• **CE QUI EST DEMANDÉ**
**1)** Répondez aux questions suivantes d'après l'extrait sur l'expropriation :
(a) Quelle est la durée de la convention de bail à construction conclue le 10 avril 1997 ?
(b) Quelle juridiction a rejeté la demande de démolition par un arrêt du 14 février 2008 ?
(c) Sur combien de logements portait le lot numéro neuf ?
**2)** Selon l'extrait sur l'expropriation, pourquoi le bien des propriétaires est-il, de fait, inconstructible ?

• **EXTRAIT FOURNI**
=======

Par la même expropriation, la SEMAVIP a acquis une parcelle de terrain situé [Adresse 9], jouxtant celle qui est ici concernée ; la SEMAVIP a conclu le 10 avril 1997 avec l’Office public d’aménagement et de construction de [Localité 40] (OPAC) une convention de bail à construction d’une durée de 65 ans, en vue de l’édification sur cette parcelle d’un bâtiment de sept étages et de deux niveaux de sous-sol, à usage d’habitation, de commerces, et de stationnement et comprenant un jardin maternel de 25 berceaux ; les permis de construire successifs ont été annulés ; les consorts [F] ont assigné le 12 janvier 2001 la Ville de [Localité 40] et l’OPAC aux fins de voir condamner l’OPAC à démolir, sous astreinte, l’immeuble litigieux ; par ordonnance du 2 décembre 2002, le juge de la mise en état du tribunal de grande instance de Paris a déclaré le tribunal de grande instance incompétent, relevant de la compétence du juge administratif ; la cour d’appel de Paris par arrêt du 7 janvier 2004 a confirmé cette ordonnance (pièce numéro 24) ; par arrêt du 6 juillet 2005, la Cour de cassation a considéré les juridictions judiciaires incompétentes pour la demande des consorts [F] de démolition d’immeubles voisins, qualifiés d’ouvrages publics, rejetant ainsi le pourvoi ; la cour administrative d’appel de Paris a par arrêt du 14 février 2008 débouté les consorts [F] de leur demande de démolition.
Ils se retrouvent donc propriétaires d’un bien frappé, de fait, d’inconstructibilité par la présence, sur le terrain voisin, d’un bâtiment de sept étages, absorbant les droits à construire attachés à leur terrain.
Or, afin de pouvoir bâtir un immeuble de l’OPAC, la SOPAREM (SEMAVIP) avait besoin des droits à construire de leur terrain comme cela ressort des rapports des conseils d’administration aux assemblées des 31 décembre 1992 et 31 décembre 1993 (pièce numéro 31), l’acquisition de leur parcelle étant indispensable à la mise en ‘uvre de la construction aux limites de la propriété du lot numéro neuf portant sur 60 logements.

=======

• **DONNÉES PRÉSENTÉES**
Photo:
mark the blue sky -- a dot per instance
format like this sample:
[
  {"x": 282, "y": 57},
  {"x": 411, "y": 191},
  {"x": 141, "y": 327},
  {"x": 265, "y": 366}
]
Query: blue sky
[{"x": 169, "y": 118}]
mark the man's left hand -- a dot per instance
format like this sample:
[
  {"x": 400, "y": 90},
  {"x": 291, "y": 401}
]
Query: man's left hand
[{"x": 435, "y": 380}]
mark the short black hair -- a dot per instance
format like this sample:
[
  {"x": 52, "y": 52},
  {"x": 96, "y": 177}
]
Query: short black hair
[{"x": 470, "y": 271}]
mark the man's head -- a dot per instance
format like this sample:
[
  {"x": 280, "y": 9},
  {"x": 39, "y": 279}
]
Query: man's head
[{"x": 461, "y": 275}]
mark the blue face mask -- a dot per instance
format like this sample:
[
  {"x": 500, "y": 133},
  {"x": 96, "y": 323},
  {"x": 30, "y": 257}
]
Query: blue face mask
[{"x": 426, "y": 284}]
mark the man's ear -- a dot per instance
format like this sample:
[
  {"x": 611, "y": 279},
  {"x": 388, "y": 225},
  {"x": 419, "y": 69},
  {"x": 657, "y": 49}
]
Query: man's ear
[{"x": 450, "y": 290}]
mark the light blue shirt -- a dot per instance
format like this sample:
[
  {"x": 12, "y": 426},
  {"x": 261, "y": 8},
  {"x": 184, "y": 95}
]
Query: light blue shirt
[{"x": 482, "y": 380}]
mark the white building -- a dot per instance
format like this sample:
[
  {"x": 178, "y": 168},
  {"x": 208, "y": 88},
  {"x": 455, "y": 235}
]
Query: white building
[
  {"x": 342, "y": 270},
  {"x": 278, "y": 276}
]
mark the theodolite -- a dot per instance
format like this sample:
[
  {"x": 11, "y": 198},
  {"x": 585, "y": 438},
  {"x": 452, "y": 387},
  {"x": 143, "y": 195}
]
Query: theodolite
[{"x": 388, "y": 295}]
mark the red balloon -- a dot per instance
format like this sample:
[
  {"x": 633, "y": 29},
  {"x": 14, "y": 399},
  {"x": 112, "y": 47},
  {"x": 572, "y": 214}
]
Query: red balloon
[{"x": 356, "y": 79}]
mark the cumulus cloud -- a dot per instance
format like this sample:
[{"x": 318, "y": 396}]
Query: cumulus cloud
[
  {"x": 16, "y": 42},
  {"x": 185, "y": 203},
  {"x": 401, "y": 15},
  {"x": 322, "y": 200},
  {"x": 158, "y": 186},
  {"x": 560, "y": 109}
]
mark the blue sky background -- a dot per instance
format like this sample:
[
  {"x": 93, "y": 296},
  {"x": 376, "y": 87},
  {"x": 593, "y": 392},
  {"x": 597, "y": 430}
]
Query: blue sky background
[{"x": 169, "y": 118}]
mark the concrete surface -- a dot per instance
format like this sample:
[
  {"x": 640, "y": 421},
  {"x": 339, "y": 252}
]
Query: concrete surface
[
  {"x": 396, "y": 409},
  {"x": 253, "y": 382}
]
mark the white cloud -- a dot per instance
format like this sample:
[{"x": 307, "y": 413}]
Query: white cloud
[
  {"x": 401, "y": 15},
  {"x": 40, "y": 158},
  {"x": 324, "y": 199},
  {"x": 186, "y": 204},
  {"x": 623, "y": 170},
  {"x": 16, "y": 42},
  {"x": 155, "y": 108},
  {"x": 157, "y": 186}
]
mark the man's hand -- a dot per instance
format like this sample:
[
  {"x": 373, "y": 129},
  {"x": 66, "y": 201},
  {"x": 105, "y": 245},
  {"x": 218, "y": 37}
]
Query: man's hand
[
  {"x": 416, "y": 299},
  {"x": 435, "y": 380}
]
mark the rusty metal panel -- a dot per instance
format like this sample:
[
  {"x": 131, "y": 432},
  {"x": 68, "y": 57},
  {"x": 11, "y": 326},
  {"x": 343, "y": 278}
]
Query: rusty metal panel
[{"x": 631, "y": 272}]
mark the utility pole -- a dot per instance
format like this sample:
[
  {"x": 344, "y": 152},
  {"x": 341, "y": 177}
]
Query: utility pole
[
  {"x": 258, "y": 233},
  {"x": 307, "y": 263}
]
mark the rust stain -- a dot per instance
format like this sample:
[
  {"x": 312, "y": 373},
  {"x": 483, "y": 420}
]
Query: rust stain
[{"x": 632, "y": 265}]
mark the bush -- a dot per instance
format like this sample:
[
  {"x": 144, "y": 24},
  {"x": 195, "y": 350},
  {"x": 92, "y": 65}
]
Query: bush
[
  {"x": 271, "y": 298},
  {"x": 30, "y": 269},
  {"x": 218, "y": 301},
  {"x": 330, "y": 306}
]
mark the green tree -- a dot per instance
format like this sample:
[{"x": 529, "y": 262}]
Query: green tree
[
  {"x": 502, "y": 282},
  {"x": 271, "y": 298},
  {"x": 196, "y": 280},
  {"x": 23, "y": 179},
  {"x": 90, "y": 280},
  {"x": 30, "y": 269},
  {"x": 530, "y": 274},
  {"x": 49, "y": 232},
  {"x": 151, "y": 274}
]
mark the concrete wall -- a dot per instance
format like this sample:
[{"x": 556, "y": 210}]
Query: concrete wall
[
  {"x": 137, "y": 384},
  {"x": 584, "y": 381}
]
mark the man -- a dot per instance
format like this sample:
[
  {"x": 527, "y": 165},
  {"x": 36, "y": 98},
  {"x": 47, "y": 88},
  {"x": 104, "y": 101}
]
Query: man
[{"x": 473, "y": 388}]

=======

• **RÉPONSES ATTENDUES**
**1)**
(a) Elle dure 65 ans.
(b) C'est la cour administrative d'appel de Paris.
(c) Il portait sur 60 logements.

**2)** Un bâtiment de sept étages se trouve sur le terrain voisin. Il absorbe les droits à construire attachés à leur terrain.